» **Directions for this task**:
You are asked to write out the entries exactly as they are given.
%%
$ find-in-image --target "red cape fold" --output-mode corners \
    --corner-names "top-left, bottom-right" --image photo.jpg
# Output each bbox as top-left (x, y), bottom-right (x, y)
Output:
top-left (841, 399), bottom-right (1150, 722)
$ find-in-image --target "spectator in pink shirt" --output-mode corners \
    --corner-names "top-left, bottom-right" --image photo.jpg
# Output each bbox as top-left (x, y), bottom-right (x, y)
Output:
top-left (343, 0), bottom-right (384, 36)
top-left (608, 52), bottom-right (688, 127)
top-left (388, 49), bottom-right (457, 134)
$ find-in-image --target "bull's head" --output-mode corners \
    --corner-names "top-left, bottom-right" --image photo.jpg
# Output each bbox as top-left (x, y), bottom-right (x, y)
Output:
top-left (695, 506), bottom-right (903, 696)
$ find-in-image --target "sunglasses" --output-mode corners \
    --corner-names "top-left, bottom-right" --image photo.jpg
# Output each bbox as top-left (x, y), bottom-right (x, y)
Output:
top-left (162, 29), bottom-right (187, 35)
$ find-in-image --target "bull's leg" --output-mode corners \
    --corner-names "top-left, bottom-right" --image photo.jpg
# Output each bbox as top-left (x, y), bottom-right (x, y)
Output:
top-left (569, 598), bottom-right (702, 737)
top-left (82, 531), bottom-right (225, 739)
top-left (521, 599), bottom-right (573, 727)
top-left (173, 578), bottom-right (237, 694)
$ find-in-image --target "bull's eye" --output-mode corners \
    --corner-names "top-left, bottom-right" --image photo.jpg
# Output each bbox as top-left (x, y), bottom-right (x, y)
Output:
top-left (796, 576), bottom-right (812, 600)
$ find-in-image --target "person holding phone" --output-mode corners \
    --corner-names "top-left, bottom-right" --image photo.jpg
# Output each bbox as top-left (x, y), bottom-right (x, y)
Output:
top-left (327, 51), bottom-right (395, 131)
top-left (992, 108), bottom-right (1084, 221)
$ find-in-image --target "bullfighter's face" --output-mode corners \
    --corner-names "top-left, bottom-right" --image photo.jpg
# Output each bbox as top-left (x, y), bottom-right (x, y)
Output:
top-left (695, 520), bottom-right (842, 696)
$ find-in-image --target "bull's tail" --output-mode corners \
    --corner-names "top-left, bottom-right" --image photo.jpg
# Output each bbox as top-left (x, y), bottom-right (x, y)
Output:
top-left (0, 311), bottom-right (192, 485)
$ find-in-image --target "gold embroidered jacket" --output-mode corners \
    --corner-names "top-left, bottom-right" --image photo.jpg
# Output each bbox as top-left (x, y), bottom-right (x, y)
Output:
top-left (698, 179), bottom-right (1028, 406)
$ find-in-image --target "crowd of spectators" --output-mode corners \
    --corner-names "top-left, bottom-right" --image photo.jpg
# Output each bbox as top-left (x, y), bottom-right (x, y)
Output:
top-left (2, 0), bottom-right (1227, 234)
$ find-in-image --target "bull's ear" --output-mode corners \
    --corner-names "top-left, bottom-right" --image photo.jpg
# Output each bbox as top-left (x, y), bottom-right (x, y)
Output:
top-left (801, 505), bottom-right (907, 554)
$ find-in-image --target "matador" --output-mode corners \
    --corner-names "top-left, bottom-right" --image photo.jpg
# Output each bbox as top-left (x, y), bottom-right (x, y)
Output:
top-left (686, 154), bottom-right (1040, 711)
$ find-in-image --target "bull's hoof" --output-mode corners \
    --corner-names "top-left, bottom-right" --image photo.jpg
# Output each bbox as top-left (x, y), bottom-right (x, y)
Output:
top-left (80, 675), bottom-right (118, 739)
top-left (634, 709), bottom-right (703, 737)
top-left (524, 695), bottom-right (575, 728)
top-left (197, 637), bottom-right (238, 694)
%%
» **Your solution**:
$ find-in-image --target "red cape fold" --output-mode corners \
    --corner-names "top-left, bottom-right" --image photo.jpg
# Output each bbox as top-left (x, y), bottom-right (x, y)
Output:
top-left (841, 399), bottom-right (1150, 722)
$ find-in-image --target "spectator in pink shirt" --output-mode corners \
    --corner-names "top-left, bottom-right" --image photo.jpg
# Output each bbox as top-left (x, y), bottom-right (x, y)
Output:
top-left (343, 0), bottom-right (384, 36)
top-left (608, 52), bottom-right (688, 127)
top-left (388, 49), bottom-right (457, 134)
$ find-in-image --target "bull's head" --output-mode corners \
    --corner-names "top-left, bottom-right" --image photo.jpg
# Output each bbox as top-left (x, y), bottom-right (x, y)
Output:
top-left (695, 506), bottom-right (903, 696)
$ find-in-image --target "sunglasses" --output-mode corners \
    --corner-names "top-left, bottom-right" --image photo.jpg
# Output each bbox as top-left (x, y), bottom-right (x, y)
Output:
top-left (162, 29), bottom-right (187, 35)
$ find-in-image --target "bull's leg" --output-mode corners \
    --corner-names "top-left, bottom-right" --image photo.jpg
# Output each bbox as top-left (x, y), bottom-right (x, y)
Output:
top-left (569, 598), bottom-right (702, 737)
top-left (82, 531), bottom-right (225, 739)
top-left (521, 599), bottom-right (573, 727)
top-left (173, 578), bottom-right (237, 694)
$ find-in-image --target "bull's eye" --output-mode corners \
    --corner-names "top-left, bottom-right" --image photo.jpg
# Output each bbox as top-left (x, y), bottom-right (x, y)
Output:
top-left (796, 576), bottom-right (812, 600)
$ find-in-image --target "person holding phone" --output-mode corners \
    --corner-names "top-left, bottom-right" --image photo.jpg
# Output each bbox as top-left (x, y), bottom-right (x, y)
Output:
top-left (327, 51), bottom-right (395, 131)
top-left (992, 108), bottom-right (1084, 221)
$ find-in-image --target "bullfighter's face" --output-mode corners \
    --corner-names "top-left, bottom-right" --image photo.jpg
# Output each bbox as top-left (x, y), bottom-right (x, y)
Output:
top-left (695, 520), bottom-right (842, 696)
$ find-in-image --target "bull's tail" --output-mode corners \
    --corner-names "top-left, bottom-right" --image photo.jpg
# Output each bbox as top-left (x, y), bottom-right (x, y)
Output:
top-left (0, 311), bottom-right (192, 485)
$ find-in-image --target "gold embroidered jacket" --output-mode corners \
    --corner-names "top-left, bottom-right" --image photo.jpg
# Output each bbox as top-left (x, y), bottom-right (x, y)
Output:
top-left (698, 179), bottom-right (1028, 406)
$ find-in-image --target "crowd of spectators" --output-mode corners \
    --corner-names "top-left, bottom-right" --image photo.jpg
# Output each bbox as top-left (x, y), bottom-right (x, y)
Output:
top-left (2, 0), bottom-right (1227, 234)
$ find-in-image --target "bull's ear" --output-mode corners \
    --corner-names "top-left, bottom-right" --image photo.jpg
# Output each bbox as top-left (x, y), bottom-right (x, y)
Output:
top-left (801, 505), bottom-right (907, 554)
$ find-in-image --target "matador" --output-mode corners \
    --corner-names "top-left, bottom-right" --image photo.jpg
# Output each bbox as top-left (x, y), bottom-right (x, y)
Output:
top-left (686, 154), bottom-right (1040, 711)
$ find-in-image --target "bull's hoof" --output-mode corners \
    --corner-names "top-left, bottom-right" --image photo.jpg
# Output each bbox as top-left (x, y), bottom-right (x, y)
Output:
top-left (80, 675), bottom-right (118, 739)
top-left (634, 709), bottom-right (703, 737)
top-left (524, 695), bottom-right (575, 728)
top-left (197, 637), bottom-right (238, 694)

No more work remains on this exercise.